(CHECK YOUR UNDERSTANDING)
a. In the forum post about a troubled marriage, how long did the couple attend marriage counseling last year before the husband refused to continue?
b. Write the next part of the forum post about a troubled marriage, picking up after its final sentence.

(EXCERPT)
= = = = = = =

# My Husband Hates me :(



## bunnirab (Jul 5, 2011)

So I will give a Quick rundown. I met my husband when I was doing runway modeling. We met online, I was in a band as was he and that’s how we hit it off. I’m 26 right now and he is 32. 

We had problems with him lying a lot, talking to women online and a porn addiction early in our relationship. It caused a lot of emotional distress but I believe was handled properly. We would talk, there would be tears, and he would hold me & apologize and after a lot of work on his part it all was fixed. He was ok. Years later we were engaged and went to pre martial counseling with our pastor for some time before the wedding. 

Shortly after the marriage, he wanted nothing to do with me. Affection dropped off and sex was almost nonexistent. I believe it was a “Madonna ***** complex” but wasn’t sure. We started to get into arguments about it and they were handled the same calm manner previous early relationship fights had been handled. We would have in depth conversations about our believes and relationship all the time and it was emotionally great, just missing the physical attention I needed. The summer after we were married, 7 months in, we ran into a girl who claimed to of had his baby 4 years prior (making it right when we met) this caused problems, so much so I wanted to leave. When that was said he suddenly got very sick and admitted to the hospital. Nobody knew why his kidneys and organs where failing until I found “how much antifreeze do you have to drink to kill yourself” on his cell phone history. He was on hemodialysis for months but made a full recovery. Nothing has been the same since. He has grown violent and hateful towards me and the affection dropped more along with the emotional side. He doesn’t cry even with death in his family, he seems to be dead to everything emotionally. We went to MC last yr. for 6 months before he refused to go anymore. We just started again last week with someone new. I have tried everything from ignoring him, doing things for him, being hateful and angry back to begging him and NOTHING HELPS!! I have no idea what to do and I’m paying hundreds a month for this and he keeps promising he will try and work with this but he just screams at me and if I shed a tear he screams more. I don’t understand. What happened to the guy I fell in love with?

= = = = = = =

(LISTED RECORDS)
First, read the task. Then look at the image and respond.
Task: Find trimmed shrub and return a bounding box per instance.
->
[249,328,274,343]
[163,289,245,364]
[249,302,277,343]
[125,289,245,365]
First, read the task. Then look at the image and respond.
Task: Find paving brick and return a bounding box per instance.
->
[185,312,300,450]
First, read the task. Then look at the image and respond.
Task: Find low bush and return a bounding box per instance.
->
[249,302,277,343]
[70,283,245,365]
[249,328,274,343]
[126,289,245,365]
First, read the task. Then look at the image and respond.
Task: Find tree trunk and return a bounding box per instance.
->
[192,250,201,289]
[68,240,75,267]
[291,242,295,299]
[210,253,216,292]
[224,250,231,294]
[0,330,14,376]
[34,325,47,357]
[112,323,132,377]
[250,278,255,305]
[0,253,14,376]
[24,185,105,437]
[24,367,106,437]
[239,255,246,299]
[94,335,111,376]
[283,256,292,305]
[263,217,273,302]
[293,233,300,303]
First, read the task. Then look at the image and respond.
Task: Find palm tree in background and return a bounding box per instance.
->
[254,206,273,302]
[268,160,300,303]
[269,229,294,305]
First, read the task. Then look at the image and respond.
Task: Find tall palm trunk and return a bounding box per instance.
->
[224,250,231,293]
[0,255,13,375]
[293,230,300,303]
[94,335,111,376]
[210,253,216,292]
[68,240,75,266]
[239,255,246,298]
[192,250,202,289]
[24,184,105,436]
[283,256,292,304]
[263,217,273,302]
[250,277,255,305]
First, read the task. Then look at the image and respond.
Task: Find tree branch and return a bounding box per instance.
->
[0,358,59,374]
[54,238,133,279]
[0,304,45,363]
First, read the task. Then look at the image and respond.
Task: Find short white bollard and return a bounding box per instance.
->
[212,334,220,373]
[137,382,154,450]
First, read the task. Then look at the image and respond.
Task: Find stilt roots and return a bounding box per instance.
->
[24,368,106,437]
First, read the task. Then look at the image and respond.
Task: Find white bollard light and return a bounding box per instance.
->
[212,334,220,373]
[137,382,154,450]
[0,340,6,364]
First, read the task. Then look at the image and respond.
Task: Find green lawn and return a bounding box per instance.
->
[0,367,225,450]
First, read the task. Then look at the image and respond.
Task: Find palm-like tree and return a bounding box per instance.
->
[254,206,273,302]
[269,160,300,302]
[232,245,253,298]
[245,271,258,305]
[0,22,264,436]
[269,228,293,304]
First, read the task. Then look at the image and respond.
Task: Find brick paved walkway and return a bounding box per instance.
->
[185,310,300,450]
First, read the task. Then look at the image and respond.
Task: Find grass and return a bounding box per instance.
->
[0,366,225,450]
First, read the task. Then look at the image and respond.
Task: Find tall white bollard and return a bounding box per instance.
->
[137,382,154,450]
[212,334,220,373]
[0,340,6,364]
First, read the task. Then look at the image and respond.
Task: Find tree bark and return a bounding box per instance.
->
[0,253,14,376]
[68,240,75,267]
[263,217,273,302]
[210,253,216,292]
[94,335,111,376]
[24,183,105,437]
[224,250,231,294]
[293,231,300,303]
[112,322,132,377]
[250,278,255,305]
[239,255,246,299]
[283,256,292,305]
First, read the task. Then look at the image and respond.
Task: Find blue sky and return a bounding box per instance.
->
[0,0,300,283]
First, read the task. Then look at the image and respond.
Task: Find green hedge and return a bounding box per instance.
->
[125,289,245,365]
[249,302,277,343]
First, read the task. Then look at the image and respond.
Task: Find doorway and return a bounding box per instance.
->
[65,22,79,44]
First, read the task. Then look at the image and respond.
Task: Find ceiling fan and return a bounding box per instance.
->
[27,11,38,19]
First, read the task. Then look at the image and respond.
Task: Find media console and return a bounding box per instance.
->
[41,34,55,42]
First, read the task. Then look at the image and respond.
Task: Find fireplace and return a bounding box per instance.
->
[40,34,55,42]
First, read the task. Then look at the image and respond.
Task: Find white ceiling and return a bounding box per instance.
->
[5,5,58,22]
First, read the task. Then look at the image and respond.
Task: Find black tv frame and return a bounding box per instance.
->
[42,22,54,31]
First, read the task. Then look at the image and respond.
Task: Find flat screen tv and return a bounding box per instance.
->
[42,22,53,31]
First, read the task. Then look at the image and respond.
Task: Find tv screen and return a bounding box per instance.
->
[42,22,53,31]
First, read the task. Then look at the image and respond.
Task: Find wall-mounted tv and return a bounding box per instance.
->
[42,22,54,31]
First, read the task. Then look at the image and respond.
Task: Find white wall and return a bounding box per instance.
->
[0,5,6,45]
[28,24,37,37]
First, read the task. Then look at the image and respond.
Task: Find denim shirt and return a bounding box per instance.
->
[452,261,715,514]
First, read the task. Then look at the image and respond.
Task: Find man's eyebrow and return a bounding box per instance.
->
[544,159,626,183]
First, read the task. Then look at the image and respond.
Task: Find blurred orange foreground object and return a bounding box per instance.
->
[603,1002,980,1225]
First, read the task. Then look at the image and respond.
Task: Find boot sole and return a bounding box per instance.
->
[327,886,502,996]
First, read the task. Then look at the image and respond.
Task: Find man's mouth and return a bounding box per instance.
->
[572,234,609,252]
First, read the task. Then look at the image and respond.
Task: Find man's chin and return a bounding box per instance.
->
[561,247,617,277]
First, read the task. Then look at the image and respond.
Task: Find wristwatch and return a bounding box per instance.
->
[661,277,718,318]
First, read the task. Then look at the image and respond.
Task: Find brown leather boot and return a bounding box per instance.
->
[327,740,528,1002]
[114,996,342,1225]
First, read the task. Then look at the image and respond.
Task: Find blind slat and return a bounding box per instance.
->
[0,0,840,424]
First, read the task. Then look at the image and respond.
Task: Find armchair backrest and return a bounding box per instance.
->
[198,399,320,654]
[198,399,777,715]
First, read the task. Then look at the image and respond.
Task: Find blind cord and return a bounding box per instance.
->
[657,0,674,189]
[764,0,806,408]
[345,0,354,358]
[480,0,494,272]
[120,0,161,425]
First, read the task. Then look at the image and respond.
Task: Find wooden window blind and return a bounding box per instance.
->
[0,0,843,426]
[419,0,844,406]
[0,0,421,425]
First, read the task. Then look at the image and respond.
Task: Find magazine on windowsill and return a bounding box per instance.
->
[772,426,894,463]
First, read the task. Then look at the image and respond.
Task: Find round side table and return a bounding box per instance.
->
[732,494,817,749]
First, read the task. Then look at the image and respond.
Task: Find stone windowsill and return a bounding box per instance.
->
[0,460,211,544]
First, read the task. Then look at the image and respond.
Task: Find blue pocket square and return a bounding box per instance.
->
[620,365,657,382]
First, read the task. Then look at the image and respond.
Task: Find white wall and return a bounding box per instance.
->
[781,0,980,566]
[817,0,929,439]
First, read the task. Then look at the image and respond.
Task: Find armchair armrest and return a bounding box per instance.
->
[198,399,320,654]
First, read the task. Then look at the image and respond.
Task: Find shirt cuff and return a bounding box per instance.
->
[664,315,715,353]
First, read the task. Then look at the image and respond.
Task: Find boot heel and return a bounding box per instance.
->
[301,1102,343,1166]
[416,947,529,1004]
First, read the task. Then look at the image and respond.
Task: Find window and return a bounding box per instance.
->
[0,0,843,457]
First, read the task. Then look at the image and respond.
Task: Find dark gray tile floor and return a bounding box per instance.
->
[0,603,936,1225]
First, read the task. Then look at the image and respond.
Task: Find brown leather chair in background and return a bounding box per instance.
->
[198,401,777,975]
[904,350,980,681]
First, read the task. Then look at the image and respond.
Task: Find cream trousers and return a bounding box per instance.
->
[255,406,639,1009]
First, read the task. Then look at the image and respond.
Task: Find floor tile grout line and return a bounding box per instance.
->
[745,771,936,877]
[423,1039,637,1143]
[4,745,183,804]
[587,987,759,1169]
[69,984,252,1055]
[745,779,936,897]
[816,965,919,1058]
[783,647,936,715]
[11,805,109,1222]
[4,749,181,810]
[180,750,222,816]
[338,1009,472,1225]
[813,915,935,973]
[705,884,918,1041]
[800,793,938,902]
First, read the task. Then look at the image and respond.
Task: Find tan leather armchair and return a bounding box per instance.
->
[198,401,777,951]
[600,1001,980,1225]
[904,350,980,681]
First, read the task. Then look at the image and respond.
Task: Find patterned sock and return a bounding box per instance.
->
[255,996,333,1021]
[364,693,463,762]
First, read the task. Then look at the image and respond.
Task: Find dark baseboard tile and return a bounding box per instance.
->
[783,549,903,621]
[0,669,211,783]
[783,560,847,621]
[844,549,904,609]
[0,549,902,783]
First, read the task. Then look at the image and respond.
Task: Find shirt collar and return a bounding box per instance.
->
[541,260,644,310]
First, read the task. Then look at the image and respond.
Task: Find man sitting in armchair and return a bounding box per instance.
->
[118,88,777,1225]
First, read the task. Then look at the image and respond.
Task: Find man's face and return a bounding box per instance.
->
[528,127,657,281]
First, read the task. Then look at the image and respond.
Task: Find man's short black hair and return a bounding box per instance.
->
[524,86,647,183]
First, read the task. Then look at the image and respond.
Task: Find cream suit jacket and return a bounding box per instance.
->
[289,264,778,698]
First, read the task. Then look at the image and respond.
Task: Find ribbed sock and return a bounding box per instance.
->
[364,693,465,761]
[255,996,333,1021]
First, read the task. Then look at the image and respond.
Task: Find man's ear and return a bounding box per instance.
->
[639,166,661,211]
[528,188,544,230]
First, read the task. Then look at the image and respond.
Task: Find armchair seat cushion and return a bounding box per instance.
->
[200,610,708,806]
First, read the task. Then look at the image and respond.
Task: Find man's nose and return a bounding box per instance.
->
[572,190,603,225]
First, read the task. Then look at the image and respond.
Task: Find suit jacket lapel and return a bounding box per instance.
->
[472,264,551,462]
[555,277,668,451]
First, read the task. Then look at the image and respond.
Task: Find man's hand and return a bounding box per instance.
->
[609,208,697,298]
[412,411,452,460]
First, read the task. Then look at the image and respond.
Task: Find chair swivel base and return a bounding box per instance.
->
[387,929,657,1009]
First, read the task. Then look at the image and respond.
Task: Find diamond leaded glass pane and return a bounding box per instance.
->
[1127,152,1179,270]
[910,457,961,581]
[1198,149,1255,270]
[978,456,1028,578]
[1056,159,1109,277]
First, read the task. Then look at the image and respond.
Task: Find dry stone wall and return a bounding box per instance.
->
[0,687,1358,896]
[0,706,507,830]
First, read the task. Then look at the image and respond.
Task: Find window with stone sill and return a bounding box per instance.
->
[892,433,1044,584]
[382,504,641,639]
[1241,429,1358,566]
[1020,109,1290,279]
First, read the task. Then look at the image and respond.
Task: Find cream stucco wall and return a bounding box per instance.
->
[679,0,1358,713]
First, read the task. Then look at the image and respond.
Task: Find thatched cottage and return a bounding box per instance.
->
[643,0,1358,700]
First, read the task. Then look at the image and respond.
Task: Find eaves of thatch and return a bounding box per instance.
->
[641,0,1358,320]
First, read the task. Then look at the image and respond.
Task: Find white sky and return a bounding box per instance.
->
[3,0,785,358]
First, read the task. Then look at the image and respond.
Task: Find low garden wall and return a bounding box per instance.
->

= = = = = = =

(WRITTEN RESPONSES)
a. Six months.

b.
I want to leave but don’t believe in divorce, I started getting “stress induced” partial seizers 9 months ago and stopped driving and on top of it all we own a business together so it makes it extremely difficult for me to escape. He doesn’t care that our child hears and sees all of this and sometimes drags him in. I don’t know what to do! Do I grit my teeth and keep paying for the counseling & hope for the best? He swears things will be better and has been for over a year… and it used to be ok for a week or so then he would slip again, now its daily. He swears he will give counseling a try… but I would think he would start by controlling himself now. Even last night I was crying and he rolled over in bed and told me to shut the F up he was tired and didn’t want to hear it so I told him I can’t take this anymore and slept in my study. Even today he’s flared up on me 3 times and I don’t know if it’s even worth it. Any advice?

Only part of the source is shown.